The task: Copy the records from the beginning through the line containing "[259,173,278,267]", replacing each "target" with "label" and changing nothing else.

+++ Provided entries +++

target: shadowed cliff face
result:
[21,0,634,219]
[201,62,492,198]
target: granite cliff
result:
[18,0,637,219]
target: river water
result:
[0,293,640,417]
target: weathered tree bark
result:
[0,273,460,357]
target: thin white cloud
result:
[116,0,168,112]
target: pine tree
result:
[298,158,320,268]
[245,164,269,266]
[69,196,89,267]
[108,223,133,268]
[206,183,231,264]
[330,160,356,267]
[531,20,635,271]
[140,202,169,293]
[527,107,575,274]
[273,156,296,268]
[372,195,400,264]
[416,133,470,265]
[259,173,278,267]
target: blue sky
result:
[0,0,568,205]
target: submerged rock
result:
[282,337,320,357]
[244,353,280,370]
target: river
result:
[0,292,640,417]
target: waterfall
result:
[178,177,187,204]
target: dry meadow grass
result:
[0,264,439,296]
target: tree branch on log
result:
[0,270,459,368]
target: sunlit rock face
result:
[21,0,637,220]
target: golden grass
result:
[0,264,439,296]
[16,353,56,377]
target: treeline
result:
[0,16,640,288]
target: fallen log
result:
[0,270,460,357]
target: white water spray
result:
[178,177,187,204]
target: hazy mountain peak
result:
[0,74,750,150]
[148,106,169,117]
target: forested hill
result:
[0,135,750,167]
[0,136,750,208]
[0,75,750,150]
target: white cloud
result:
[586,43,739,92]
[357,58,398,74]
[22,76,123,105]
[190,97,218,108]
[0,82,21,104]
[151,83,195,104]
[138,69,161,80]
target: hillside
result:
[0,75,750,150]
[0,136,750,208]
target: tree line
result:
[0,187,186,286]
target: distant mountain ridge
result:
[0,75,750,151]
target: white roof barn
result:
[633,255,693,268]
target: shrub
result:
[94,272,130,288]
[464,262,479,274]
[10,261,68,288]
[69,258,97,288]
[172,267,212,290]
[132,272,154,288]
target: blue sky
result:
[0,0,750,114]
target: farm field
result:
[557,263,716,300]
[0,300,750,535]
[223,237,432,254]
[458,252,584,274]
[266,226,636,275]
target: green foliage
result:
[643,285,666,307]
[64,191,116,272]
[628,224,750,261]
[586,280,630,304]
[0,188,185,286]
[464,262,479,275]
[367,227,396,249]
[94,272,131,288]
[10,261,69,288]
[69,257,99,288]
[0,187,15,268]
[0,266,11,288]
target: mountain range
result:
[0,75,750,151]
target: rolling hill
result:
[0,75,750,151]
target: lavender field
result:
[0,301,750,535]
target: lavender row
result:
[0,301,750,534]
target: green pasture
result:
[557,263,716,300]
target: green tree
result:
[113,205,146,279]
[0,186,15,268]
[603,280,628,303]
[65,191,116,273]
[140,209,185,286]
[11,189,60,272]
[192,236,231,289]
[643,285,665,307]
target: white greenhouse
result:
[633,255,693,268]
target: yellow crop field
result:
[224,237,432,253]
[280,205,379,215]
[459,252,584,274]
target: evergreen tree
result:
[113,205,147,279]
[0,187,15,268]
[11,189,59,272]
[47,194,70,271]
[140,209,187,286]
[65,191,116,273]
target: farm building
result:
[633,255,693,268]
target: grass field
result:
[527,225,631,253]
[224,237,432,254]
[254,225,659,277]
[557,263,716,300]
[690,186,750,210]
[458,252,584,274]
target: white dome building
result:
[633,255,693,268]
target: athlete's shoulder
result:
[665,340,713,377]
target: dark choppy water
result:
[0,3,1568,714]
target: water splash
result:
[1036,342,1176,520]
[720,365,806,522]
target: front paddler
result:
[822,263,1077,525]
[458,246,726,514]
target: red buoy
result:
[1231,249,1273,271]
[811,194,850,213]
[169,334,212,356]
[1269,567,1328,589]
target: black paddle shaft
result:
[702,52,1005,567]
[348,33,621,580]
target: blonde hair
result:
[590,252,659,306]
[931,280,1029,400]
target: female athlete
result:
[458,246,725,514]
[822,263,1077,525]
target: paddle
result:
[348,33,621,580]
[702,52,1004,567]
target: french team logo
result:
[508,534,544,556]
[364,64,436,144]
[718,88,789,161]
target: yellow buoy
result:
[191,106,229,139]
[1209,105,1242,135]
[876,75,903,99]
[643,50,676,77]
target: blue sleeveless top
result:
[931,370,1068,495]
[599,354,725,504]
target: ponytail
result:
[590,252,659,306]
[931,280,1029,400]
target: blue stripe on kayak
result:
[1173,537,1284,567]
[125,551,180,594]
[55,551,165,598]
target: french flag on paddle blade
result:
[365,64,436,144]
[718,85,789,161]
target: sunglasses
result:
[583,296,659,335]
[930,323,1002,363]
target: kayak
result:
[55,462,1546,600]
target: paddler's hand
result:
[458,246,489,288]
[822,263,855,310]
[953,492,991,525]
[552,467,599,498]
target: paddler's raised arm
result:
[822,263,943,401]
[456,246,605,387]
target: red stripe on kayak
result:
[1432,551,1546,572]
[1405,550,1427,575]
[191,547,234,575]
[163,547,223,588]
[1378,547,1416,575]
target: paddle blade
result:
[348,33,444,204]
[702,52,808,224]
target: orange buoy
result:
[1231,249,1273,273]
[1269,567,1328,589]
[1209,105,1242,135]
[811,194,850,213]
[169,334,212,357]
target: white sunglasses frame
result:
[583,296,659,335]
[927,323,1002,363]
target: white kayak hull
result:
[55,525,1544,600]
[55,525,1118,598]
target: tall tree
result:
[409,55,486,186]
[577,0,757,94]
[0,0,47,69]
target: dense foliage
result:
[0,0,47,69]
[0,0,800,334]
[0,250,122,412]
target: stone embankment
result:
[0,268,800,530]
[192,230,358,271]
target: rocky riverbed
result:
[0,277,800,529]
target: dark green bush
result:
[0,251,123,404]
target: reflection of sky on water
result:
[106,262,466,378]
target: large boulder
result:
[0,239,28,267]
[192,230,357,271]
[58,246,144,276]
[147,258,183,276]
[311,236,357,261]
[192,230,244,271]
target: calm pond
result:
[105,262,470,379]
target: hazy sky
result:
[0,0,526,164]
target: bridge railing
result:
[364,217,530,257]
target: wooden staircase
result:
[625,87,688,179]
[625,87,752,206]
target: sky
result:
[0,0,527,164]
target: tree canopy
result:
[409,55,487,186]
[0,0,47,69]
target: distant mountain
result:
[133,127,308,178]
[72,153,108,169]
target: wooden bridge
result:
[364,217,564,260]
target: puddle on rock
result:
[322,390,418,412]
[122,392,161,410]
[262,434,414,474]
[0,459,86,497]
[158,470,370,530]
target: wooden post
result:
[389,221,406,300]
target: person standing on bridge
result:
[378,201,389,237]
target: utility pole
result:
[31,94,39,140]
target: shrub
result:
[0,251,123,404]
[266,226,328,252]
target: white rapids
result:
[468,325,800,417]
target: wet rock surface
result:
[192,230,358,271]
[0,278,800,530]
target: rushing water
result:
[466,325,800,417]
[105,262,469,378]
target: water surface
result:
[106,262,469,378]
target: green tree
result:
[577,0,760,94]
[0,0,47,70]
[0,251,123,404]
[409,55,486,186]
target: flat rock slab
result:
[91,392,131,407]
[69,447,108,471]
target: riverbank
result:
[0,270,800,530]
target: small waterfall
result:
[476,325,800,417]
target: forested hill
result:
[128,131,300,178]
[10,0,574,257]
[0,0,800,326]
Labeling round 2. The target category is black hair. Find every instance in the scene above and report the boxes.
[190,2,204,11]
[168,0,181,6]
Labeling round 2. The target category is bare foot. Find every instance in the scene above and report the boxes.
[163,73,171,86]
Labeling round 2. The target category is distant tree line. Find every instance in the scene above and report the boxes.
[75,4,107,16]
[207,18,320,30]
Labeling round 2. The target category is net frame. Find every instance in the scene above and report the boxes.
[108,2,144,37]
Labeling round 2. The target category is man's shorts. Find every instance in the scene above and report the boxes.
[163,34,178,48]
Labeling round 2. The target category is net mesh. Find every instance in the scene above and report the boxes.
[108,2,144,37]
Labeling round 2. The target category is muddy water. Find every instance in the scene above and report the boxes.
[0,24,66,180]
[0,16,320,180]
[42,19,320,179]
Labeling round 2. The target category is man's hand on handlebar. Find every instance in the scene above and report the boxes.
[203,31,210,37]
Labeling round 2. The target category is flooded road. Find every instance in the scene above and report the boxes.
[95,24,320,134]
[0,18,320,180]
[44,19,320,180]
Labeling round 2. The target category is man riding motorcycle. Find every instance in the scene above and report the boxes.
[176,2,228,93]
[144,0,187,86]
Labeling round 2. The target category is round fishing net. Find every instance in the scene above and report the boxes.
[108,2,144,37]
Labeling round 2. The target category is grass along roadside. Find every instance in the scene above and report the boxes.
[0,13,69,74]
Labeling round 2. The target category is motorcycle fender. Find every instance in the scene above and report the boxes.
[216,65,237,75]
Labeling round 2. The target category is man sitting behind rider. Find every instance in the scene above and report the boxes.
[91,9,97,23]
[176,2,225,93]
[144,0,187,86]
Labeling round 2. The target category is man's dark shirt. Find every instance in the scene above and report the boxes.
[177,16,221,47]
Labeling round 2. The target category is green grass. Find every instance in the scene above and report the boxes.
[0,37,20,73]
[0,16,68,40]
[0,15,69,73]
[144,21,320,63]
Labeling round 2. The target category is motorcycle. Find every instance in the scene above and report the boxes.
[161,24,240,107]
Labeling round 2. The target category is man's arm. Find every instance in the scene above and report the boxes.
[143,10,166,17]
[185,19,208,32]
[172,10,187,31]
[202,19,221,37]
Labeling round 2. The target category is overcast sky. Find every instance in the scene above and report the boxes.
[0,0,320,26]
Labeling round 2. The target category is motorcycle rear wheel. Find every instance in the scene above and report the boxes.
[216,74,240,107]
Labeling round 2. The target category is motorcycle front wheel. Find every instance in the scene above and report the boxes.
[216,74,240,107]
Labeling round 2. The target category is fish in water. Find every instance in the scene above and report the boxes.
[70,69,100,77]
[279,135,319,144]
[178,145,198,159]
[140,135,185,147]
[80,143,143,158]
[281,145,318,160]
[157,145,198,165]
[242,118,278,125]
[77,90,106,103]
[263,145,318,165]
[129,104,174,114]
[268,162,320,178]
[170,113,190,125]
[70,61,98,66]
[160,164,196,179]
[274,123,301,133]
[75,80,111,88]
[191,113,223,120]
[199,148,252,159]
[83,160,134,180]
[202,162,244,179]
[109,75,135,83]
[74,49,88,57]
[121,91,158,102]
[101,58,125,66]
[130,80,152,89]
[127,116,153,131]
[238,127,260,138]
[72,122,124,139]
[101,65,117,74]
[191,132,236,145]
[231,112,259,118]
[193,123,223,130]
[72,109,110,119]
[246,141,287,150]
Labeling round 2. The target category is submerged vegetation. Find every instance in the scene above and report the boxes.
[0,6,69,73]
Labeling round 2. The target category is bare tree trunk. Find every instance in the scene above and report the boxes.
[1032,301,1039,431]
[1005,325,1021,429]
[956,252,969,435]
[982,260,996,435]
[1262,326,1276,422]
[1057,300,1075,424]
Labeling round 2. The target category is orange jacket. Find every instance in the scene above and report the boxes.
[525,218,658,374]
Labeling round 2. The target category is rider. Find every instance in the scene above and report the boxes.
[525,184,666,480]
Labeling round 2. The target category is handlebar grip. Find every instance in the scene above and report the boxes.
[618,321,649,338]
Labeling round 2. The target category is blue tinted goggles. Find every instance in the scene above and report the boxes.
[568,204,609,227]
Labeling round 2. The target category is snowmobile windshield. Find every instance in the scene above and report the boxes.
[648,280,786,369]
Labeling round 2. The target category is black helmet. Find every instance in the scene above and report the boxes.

+++

Output:
label: shadowed cliff face
result:
[21,0,634,219]
[201,62,492,198]
label: granite cliff
result:
[18,0,637,219]
label: river water
result:
[0,293,640,417]
label: weathered tree bark
result:
[0,273,460,357]
label: thin white cloud
result:
[116,0,168,112]
label: pine tree
result:
[298,158,320,268]
[245,164,269,266]
[69,196,89,267]
[108,223,133,268]
[206,183,231,264]
[330,160,356,267]
[531,20,635,271]
[140,202,169,293]
[527,107,575,274]
[273,156,296,268]
[372,195,400,264]
[416,133,470,265]
[259,173,278,267]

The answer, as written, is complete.